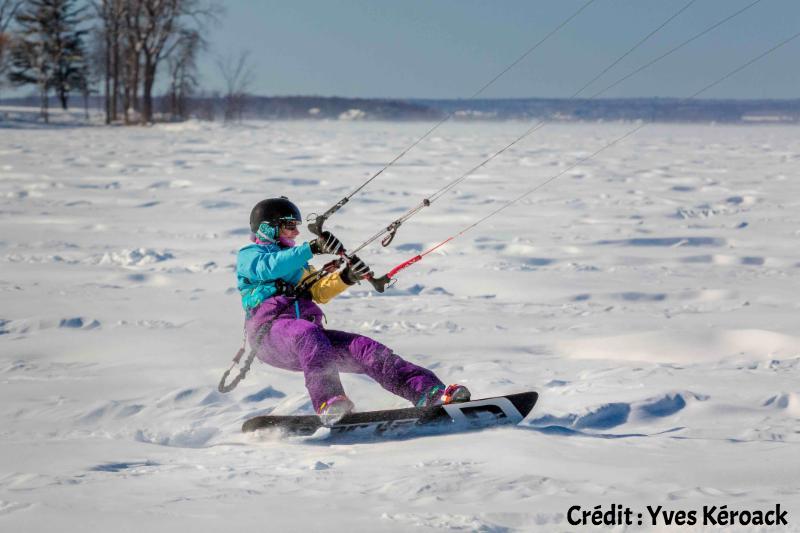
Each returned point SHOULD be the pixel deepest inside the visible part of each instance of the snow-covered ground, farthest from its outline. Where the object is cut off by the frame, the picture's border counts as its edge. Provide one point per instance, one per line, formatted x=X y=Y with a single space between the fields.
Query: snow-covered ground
x=651 y=296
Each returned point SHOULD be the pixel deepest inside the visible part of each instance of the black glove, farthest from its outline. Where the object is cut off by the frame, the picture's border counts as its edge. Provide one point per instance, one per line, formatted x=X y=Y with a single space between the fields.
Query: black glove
x=327 y=243
x=355 y=271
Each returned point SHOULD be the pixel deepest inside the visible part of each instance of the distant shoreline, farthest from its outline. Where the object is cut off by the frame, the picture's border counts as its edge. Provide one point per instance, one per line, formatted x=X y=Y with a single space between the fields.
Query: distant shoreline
x=563 y=110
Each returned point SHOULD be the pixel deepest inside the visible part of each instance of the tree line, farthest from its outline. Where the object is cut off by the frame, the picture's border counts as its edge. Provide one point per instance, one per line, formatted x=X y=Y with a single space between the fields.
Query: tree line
x=119 y=48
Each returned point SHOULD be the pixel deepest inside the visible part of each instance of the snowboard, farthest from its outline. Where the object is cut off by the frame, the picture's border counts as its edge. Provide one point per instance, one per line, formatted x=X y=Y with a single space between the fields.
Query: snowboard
x=474 y=414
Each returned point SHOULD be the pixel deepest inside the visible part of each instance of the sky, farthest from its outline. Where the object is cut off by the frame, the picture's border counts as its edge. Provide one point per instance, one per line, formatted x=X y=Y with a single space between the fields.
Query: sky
x=450 y=48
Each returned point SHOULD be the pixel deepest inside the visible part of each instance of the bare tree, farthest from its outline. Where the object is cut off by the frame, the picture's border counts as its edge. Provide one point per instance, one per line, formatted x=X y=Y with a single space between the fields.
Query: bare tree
x=238 y=75
x=111 y=14
x=183 y=73
x=8 y=9
x=158 y=31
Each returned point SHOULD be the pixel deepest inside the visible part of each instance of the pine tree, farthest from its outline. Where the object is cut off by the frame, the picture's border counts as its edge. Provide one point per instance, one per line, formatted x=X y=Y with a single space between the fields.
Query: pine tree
x=50 y=50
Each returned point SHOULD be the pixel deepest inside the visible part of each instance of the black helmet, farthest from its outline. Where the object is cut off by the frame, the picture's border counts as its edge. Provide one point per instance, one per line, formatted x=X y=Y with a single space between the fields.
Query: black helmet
x=273 y=211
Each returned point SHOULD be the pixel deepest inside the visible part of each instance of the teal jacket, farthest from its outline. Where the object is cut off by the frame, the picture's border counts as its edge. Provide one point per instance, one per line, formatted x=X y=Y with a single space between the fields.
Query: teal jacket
x=258 y=266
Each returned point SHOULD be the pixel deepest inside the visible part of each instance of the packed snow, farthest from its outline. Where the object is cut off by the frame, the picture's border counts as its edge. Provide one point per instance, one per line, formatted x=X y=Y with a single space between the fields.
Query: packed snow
x=650 y=296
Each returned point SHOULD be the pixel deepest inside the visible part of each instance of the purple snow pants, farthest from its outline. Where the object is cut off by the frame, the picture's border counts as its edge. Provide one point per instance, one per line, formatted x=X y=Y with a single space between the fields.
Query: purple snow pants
x=304 y=345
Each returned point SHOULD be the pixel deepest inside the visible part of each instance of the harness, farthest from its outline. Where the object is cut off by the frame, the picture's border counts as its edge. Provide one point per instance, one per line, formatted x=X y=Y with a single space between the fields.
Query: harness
x=295 y=293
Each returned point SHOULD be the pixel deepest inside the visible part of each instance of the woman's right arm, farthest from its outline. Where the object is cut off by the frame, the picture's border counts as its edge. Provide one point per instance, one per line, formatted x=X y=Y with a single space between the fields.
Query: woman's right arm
x=254 y=263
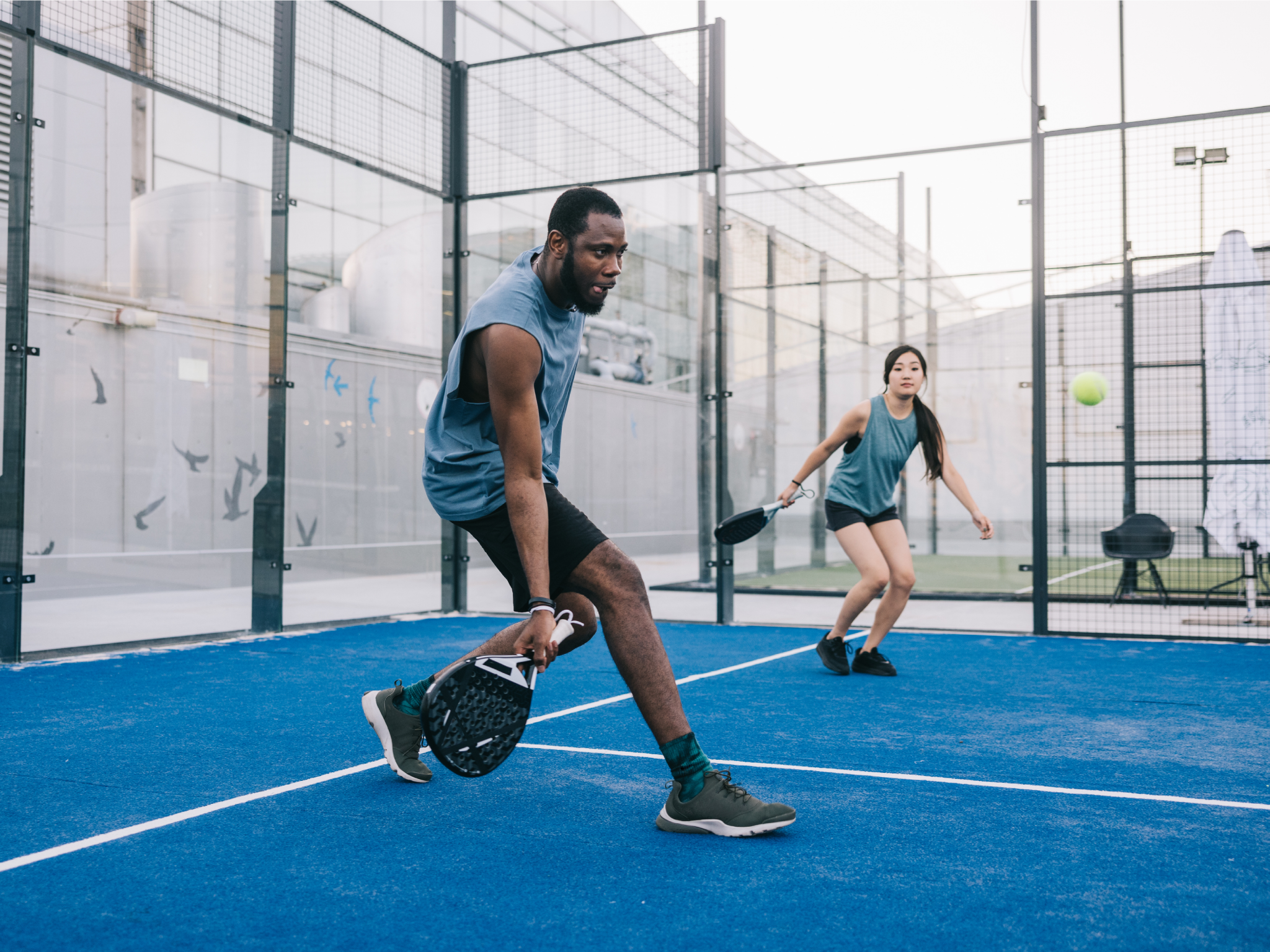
= = =
» **Exercise task**
Reproduce the listing word for word, starting at the line that contains "of the woman's" and ending at the end of the listing, with both ends included. Leave the pictures out of your answer.

» **Answer to this problem**
Each returned point SHOULD be the pixel deepest inside the visible part of each instance of the woman's right arm, farthest from its outline. Where the object is cut off by the frame, the picture's border counts as its edge. Provide one point per instance, one per line, formatted x=X y=Y with a single space between the fields.
Query: woman's right arm
x=254 y=263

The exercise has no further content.